(PROBLEM): In the discussion of violence and intolerance below, retype the part that starts with the words "It always leads" and ends with "Said everybody, ever.".

=== QUOTED TEXT ===

It's interesting too in that I think everybody can see that violence inherently breeds violence, yet many remain blind to the fact that intolerance too breeds intolerance. We have two ends of political extremism today. The many things they have in common include the fact that they both are completely intolerant of the other side as they consider the other side completely intolerant. And as the mutual extremism grows, so too does the self righteous intolerance. That's going to end well...
It's interesting too in that I think everybody can see that violence inherently breeds violence
On the contrary, we created an official group tasked with dealing out violence (the police) because it's generally accepted (whether it's true or not) that some violence must be met with violence.
The police obviously are not tasked out with dealing violence. They stop violence and are certainly capable of defending themselves when necessary. In the US this line between defense and aggression is becoming blurred, but that's more of a deterioration of a society than the actual role of police.
And that blurring supports the point. As police face more regular violence, they themselves tend to become more violent, leading to even more violence against them, and vice versa. In countries where the police face no violence, they often are not even armed. Take for instance Iceland which may have an even greater percent of their population armed than the US (our per capita ownership rate is so high because many gun owners own many guns) - yet their police are unarmed. 2013 was a sad year for Iceland. It was the first year that their police fired a gun at a civilian, ever [1].
It always leads to sort of 'which came first the chicken or the egg' type question, but the point is absolutely clear that intolerance breeds intolerance in much the same way that violence breeds violence. And it's quite sad watching people fall into this. People don't seem to understand that nearly all the evil in this world is and has been done by people who felt they were the 'good guys.' "No no, it's different this time. We really are the good guys! History will prove us right!" Said everybody, ever.
The police is tasked with physically restraining and imprisoning certain people. That's violence, whether they do it with a gun or not. Litla-Hraun is not an hotel.
Considerations about the aggressiveness of the US police force specifically are certainly an important topic, but wholly irrelevant here. I'm not from the US, nor was their brand of policing on my mind when commented.
Right they meet even violent offenders with "physical restraint" so long as they are not met with violence. And "physical restraint" is little more than asking a person to turn around and cuffing them, and in some cases - that's not even involved.

=== DATASET RECORDS ===

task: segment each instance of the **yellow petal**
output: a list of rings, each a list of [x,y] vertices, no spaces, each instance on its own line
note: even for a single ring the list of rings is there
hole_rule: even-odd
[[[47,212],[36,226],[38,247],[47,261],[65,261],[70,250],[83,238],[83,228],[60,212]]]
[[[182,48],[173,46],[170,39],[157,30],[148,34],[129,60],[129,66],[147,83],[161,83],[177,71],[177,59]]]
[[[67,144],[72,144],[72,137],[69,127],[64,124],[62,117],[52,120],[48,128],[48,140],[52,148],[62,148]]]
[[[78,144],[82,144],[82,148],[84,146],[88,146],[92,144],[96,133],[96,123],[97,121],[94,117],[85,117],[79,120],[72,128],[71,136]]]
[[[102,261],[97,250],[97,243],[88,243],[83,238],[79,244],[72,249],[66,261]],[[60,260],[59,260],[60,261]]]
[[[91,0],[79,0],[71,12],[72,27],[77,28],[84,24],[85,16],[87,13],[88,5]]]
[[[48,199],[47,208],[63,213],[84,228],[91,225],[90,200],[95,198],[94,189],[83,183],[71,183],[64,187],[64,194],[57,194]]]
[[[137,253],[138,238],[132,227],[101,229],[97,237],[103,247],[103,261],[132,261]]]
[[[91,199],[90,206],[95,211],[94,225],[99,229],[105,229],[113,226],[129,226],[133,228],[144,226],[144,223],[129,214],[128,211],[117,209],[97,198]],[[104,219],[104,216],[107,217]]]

===

(COMPLETED TASK):
It always leads to sort of 'which came first the chicken or the egg' type question, but the point is absolutely clear that intolerance breeds intolerance in much the same way that violence breeds violence. And it's quite sad watching people fall into this. People don't seem to understand that nearly all the evil in this world is and has been done by people who felt they were the 'good guys.' "No no, it's different this time. We really are the good guys! History will prove us right!" Said everybody, ever.